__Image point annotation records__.
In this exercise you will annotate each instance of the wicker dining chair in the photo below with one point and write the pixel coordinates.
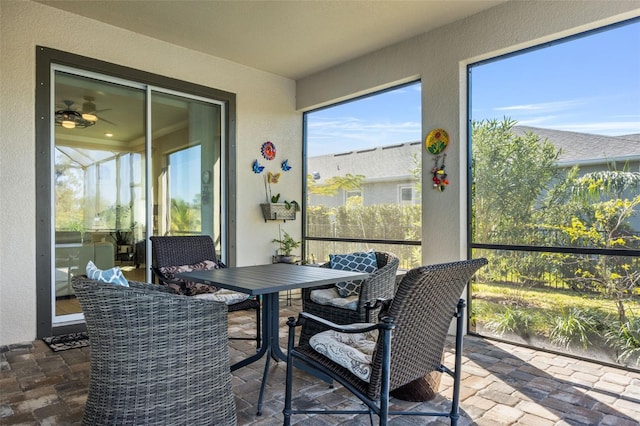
(156, 357)
(169, 251)
(412, 330)
(380, 285)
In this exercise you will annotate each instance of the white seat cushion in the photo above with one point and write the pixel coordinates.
(330, 296)
(228, 297)
(351, 351)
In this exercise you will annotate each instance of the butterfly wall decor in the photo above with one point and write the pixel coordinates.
(273, 177)
(257, 168)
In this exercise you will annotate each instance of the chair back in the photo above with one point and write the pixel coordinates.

__Exercise task__. Reproduce the records above with every occurrence of "annotate" substituted by "mark", leaving all other text unchanged. Omit the pictures.

__Exercise response__.
In this exercise you will mark each instance of the wicker dining chair in the photo below with one point and write the pixel coordinates.
(156, 357)
(169, 251)
(412, 330)
(380, 285)
In this exercise you will mark each instance of the white seat cushion in the photo above with one point and write the pixel coordinates.
(330, 296)
(228, 297)
(351, 351)
In this exercise you will mark each instance of the butterfly wall decor in the photo above with one point and write the pixel coordinates.
(273, 177)
(257, 168)
In this exercise you will mark each instance of the chair back in the photo above with one point and write the pixel coordinates.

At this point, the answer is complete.